[Point-per-instance localization data]
========================================================================
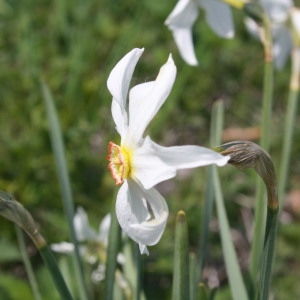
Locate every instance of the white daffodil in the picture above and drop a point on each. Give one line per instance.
(279, 13)
(138, 164)
(182, 18)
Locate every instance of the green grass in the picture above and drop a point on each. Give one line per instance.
(73, 47)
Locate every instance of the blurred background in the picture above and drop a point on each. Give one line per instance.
(73, 46)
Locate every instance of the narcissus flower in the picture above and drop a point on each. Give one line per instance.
(182, 18)
(138, 164)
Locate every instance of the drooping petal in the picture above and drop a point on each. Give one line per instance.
(141, 213)
(120, 76)
(63, 247)
(118, 85)
(218, 16)
(252, 27)
(104, 229)
(82, 228)
(149, 105)
(180, 22)
(120, 118)
(295, 17)
(277, 10)
(153, 163)
(282, 46)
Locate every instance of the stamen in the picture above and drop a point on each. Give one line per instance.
(119, 162)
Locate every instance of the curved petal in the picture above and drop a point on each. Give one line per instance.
(132, 207)
(282, 46)
(104, 229)
(181, 21)
(118, 85)
(252, 27)
(62, 247)
(277, 9)
(153, 163)
(218, 16)
(149, 105)
(120, 117)
(295, 17)
(82, 228)
(184, 41)
(120, 76)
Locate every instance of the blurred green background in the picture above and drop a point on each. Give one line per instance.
(73, 45)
========================================================================
◆ ASSIGNMENT
Write out the line containing "Locate every instance of the blurred background" and every line after it through the end of the entries. Keep each one exactly as it is, and add nothing.

◆ EXERCISE SOLUTION
Locate every instance of the blurred background in the picture above and drop a point on each. Give one line per instance.
(73, 46)
Locate every instance of the narcissus flower in the picture above and drop a point on each. Give one line per instance.
(182, 18)
(138, 164)
Locate every instance of the drooping petal in the picture above and drop a point on each. Give one line per instance.
(141, 213)
(120, 76)
(63, 247)
(118, 85)
(218, 16)
(252, 27)
(104, 229)
(82, 228)
(149, 105)
(180, 22)
(120, 118)
(295, 17)
(277, 10)
(153, 163)
(282, 46)
Locate every instance of the stamen in the picture above and drop a point on each. Give one line per instance.
(119, 162)
Locate every instance of the curved petal in the picture above and drop a point on each. Give one line per instance.
(132, 207)
(282, 46)
(104, 229)
(181, 21)
(118, 85)
(252, 27)
(62, 247)
(277, 9)
(153, 163)
(218, 16)
(149, 105)
(120, 117)
(295, 17)
(82, 228)
(184, 41)
(120, 76)
Locate every instance of the blurred green background in the picture above and drop a point on each. Give one line per instance.
(73, 45)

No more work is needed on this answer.